# PROBLEM TO WORK ON
Could you edit the data below so that "corrugated metal roof" becomes "sheet metal roof" and everything else stays the same?

----- DATASET ENTRIES

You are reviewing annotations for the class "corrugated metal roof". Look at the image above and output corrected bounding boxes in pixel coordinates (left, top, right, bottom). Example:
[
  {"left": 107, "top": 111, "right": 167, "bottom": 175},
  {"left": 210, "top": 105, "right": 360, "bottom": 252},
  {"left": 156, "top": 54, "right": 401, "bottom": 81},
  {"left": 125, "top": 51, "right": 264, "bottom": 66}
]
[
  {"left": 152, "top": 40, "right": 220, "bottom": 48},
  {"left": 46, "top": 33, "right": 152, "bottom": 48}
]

----------

# SOLUTION TO THIS TASK
You are reviewing annotations for the class "sheet metal roof". Look at the image above and output corrected bounding boxes in pixel coordinates (left, top, right, bottom). Example:
[
  {"left": 107, "top": 111, "right": 167, "bottom": 175},
  {"left": 210, "top": 105, "right": 360, "bottom": 252},
  {"left": 156, "top": 54, "right": 401, "bottom": 81},
  {"left": 125, "top": 51, "right": 264, "bottom": 66}
]
[
  {"left": 152, "top": 40, "right": 220, "bottom": 48},
  {"left": 46, "top": 33, "right": 152, "bottom": 48}
]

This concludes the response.